== Extracted data ==

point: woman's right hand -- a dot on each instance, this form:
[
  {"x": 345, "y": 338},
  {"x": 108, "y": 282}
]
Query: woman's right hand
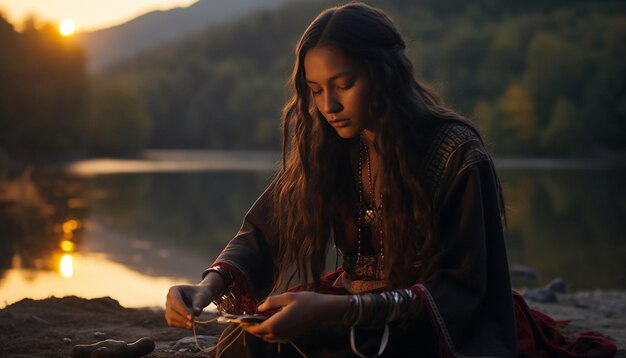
[{"x": 185, "y": 301}]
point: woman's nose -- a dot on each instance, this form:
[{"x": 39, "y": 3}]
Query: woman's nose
[{"x": 332, "y": 104}]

===

> **Prompt**: Rewrite the rows above with every "woman's" changed to "person's" and everything else left as it is. Omit the pictures.

> **Solution**:
point: person's right hand -- a dot on each instance, this form:
[
  {"x": 345, "y": 338},
  {"x": 108, "y": 282}
]
Query: person's right hand
[{"x": 185, "y": 301}]
point: person's nose -- a dot on each instance, this form:
[{"x": 39, "y": 3}]
Query: person's nose
[{"x": 332, "y": 104}]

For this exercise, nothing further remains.